• [Aim]: Find every line in the records below that contains the word "aircraft" and copy each of those lines.

## Begin

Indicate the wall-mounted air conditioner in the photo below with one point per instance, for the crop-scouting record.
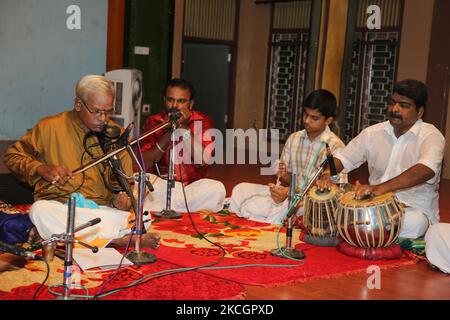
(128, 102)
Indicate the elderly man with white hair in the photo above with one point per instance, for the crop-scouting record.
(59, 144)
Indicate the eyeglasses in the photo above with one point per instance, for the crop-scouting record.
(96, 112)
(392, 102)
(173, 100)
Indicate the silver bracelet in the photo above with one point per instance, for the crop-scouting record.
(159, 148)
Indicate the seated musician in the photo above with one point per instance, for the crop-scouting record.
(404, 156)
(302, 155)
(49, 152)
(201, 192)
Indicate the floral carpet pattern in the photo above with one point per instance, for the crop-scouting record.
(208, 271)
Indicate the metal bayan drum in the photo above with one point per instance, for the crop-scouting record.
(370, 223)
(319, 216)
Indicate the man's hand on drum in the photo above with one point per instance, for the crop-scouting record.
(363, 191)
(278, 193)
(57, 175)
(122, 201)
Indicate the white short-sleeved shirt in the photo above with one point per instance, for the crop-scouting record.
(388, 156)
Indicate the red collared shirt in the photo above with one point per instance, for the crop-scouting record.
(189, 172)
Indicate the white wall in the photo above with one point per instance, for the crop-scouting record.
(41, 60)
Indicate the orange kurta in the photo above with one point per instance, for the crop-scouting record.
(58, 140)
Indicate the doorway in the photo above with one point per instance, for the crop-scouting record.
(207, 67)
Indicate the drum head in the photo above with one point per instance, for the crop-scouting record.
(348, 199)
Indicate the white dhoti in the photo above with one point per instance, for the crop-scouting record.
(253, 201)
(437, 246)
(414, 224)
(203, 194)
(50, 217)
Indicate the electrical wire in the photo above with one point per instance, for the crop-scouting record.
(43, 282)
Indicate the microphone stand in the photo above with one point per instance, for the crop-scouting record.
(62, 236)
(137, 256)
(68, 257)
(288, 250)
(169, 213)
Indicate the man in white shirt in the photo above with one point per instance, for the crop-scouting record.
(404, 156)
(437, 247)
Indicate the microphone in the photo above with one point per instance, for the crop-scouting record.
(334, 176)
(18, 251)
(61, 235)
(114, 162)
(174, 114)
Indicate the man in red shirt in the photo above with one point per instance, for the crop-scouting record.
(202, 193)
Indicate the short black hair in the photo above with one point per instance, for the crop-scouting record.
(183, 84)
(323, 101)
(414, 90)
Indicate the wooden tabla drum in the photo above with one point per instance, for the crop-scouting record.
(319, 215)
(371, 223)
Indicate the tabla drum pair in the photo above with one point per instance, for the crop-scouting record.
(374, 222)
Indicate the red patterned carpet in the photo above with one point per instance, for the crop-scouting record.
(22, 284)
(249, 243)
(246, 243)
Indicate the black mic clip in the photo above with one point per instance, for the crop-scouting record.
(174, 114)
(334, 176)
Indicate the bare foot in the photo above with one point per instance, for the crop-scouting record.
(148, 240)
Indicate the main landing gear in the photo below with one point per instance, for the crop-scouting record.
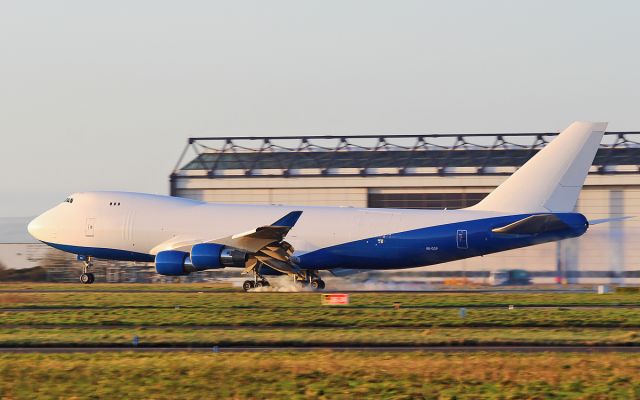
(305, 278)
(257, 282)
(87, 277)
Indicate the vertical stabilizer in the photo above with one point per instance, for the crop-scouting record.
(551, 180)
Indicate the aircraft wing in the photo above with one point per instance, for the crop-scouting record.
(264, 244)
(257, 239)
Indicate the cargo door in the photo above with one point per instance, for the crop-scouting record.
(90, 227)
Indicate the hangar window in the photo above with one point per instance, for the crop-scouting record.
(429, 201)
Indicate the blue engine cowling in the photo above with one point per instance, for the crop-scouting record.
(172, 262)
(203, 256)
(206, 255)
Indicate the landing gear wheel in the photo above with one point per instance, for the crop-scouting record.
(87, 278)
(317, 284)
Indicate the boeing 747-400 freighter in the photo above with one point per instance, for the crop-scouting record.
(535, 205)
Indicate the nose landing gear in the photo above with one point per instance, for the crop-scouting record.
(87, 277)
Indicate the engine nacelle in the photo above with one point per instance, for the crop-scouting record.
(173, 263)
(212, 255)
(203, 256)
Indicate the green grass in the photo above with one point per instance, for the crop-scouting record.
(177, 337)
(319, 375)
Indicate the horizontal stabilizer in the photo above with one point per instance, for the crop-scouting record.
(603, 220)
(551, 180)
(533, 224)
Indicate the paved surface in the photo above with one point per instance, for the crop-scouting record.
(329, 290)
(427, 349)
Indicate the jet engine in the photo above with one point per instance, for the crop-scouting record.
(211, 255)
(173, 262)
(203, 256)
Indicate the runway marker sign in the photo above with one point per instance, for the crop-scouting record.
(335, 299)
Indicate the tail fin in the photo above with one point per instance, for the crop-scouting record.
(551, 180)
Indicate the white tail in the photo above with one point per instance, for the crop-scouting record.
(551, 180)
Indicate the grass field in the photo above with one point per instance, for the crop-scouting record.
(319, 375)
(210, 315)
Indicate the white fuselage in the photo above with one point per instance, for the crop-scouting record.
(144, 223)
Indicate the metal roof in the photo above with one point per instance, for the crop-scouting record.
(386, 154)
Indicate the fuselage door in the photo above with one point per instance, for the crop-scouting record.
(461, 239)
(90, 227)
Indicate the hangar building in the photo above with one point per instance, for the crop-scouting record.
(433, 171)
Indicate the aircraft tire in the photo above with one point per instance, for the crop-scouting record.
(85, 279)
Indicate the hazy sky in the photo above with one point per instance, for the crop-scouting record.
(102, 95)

## End
## Begin

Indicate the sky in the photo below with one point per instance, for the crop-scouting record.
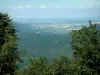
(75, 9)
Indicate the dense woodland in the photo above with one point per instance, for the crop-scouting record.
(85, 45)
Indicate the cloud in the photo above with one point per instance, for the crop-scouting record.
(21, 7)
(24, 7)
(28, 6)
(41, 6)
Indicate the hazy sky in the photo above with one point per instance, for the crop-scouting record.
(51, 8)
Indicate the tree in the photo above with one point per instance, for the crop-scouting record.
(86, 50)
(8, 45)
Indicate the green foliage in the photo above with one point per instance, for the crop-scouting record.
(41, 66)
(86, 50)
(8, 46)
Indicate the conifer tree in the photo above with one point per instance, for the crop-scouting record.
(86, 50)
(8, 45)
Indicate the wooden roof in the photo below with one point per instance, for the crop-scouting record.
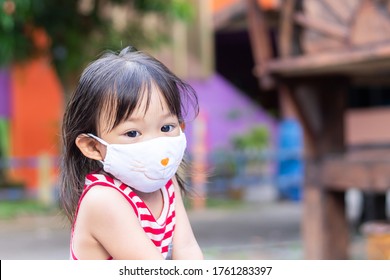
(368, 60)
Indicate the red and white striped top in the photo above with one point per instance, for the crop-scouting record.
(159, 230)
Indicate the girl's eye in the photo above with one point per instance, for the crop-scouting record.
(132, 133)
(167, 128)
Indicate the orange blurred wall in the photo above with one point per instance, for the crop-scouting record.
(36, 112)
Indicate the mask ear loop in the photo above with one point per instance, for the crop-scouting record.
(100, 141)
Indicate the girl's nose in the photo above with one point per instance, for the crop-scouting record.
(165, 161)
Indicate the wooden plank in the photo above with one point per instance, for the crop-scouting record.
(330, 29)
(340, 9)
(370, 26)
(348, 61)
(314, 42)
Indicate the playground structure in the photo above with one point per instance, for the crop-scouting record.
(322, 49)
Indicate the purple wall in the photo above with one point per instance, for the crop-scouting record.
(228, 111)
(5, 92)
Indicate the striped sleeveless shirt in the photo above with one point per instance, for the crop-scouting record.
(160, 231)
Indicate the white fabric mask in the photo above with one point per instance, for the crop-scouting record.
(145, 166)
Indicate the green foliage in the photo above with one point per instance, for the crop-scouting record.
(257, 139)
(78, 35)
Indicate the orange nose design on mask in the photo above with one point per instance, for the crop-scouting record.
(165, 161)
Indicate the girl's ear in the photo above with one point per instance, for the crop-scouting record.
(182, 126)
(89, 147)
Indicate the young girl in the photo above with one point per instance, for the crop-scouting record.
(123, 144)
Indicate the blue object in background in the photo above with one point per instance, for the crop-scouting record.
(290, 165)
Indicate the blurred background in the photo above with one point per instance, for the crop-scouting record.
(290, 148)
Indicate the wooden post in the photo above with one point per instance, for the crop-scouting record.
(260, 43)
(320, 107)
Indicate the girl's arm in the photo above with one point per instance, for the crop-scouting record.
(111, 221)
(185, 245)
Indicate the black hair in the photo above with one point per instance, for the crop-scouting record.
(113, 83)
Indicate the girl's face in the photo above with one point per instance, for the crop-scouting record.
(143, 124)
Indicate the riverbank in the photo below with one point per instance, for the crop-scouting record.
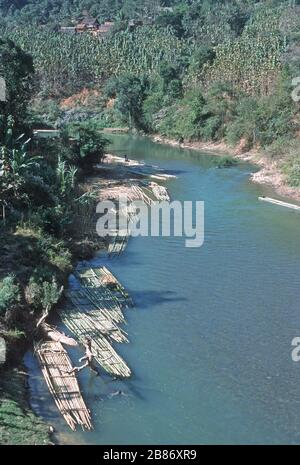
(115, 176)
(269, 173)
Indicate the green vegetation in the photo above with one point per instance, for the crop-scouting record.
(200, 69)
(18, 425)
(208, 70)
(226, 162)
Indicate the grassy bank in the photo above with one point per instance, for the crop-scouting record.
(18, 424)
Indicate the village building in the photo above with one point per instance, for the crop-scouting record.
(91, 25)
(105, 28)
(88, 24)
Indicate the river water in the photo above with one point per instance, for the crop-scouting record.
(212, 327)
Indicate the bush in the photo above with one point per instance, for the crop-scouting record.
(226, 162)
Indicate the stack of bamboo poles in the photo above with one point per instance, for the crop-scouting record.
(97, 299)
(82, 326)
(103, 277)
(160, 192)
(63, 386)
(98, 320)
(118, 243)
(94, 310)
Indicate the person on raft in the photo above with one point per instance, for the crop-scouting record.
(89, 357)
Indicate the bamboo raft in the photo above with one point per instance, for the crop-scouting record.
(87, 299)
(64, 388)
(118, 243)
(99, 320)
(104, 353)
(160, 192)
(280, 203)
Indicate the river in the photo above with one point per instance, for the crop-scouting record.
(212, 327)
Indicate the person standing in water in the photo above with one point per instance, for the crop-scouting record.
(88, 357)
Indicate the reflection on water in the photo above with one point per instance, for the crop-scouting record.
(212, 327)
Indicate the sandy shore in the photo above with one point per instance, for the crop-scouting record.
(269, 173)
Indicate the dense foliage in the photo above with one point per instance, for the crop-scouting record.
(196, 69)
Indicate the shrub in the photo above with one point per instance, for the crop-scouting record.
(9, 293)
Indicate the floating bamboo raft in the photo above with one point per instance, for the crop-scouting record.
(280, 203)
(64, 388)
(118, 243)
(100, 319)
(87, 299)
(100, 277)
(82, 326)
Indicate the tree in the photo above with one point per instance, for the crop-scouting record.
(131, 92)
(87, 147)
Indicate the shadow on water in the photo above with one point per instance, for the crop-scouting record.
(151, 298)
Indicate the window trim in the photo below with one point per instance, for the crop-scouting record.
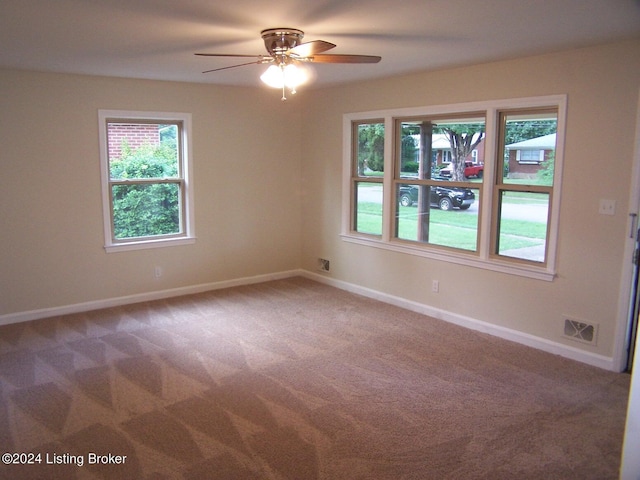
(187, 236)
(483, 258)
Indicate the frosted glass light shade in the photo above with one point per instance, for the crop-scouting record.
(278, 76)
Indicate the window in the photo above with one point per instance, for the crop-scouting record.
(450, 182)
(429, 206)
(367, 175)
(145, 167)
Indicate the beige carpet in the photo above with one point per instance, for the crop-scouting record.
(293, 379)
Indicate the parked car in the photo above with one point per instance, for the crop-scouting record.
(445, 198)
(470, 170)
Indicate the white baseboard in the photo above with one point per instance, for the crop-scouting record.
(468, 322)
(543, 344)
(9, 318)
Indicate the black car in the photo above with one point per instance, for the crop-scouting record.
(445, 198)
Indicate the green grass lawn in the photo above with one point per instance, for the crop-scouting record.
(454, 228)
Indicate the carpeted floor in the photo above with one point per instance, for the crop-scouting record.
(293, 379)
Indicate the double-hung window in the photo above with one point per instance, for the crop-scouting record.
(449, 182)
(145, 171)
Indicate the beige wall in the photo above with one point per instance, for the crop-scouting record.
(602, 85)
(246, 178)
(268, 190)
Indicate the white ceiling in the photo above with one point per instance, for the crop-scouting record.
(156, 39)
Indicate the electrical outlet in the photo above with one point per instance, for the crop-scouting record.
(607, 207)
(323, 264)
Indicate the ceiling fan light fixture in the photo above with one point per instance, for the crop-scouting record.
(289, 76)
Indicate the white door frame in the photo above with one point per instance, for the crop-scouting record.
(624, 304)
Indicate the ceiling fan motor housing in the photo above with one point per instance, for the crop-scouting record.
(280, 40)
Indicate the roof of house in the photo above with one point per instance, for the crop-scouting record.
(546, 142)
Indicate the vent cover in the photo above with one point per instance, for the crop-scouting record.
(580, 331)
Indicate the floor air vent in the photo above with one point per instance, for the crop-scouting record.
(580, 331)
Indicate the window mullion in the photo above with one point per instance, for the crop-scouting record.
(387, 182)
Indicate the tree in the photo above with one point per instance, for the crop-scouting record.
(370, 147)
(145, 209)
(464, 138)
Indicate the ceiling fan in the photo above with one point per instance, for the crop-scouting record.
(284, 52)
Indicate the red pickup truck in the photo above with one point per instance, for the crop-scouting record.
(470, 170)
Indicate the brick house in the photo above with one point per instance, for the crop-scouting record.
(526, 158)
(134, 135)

## End
## Begin

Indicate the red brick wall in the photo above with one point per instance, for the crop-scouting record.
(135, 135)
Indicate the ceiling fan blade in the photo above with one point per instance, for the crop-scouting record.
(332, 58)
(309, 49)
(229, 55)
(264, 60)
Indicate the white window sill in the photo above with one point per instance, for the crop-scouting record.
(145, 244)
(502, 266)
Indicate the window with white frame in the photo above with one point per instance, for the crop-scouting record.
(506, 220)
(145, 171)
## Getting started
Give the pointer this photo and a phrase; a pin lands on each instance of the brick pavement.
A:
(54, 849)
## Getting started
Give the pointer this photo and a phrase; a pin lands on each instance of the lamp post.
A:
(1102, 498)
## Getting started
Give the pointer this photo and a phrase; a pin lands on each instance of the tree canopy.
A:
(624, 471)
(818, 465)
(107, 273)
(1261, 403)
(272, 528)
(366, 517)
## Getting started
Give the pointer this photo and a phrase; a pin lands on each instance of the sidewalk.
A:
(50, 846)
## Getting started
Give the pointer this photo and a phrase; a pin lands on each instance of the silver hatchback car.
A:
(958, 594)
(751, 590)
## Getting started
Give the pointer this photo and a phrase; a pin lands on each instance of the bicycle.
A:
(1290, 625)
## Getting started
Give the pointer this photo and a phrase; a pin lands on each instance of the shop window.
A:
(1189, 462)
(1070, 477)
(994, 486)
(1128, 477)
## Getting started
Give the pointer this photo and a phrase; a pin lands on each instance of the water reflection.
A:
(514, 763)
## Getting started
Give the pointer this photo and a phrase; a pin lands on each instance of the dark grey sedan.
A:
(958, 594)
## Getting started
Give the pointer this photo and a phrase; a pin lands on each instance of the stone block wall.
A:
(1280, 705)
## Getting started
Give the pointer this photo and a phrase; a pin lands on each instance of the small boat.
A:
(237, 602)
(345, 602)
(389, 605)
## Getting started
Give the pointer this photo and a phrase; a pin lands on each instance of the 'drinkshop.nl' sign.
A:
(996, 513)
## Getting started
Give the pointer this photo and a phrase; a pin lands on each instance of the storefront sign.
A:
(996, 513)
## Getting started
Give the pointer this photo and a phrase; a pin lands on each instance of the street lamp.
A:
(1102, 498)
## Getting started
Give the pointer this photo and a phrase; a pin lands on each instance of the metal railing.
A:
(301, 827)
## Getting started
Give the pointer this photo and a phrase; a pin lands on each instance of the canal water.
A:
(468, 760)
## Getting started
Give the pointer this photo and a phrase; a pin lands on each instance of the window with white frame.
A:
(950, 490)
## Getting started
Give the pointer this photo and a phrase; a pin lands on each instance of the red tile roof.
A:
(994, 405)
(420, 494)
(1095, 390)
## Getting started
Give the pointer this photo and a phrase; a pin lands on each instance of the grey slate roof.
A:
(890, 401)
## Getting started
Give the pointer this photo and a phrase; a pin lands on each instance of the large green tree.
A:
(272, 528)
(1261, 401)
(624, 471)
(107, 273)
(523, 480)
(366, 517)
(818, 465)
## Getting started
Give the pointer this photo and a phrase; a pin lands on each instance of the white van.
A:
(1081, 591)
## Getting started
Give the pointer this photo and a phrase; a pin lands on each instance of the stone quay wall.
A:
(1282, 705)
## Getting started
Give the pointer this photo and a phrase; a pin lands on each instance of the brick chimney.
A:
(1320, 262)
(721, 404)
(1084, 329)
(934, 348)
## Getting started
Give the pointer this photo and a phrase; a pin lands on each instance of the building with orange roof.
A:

## End

• [Expected output]:
Indicate the aircraft wing in the photo above with one point per instance, for the crop-scouting record.
Indicate the aircraft tire in the photo above with one point per instance, for the crop-scouting record.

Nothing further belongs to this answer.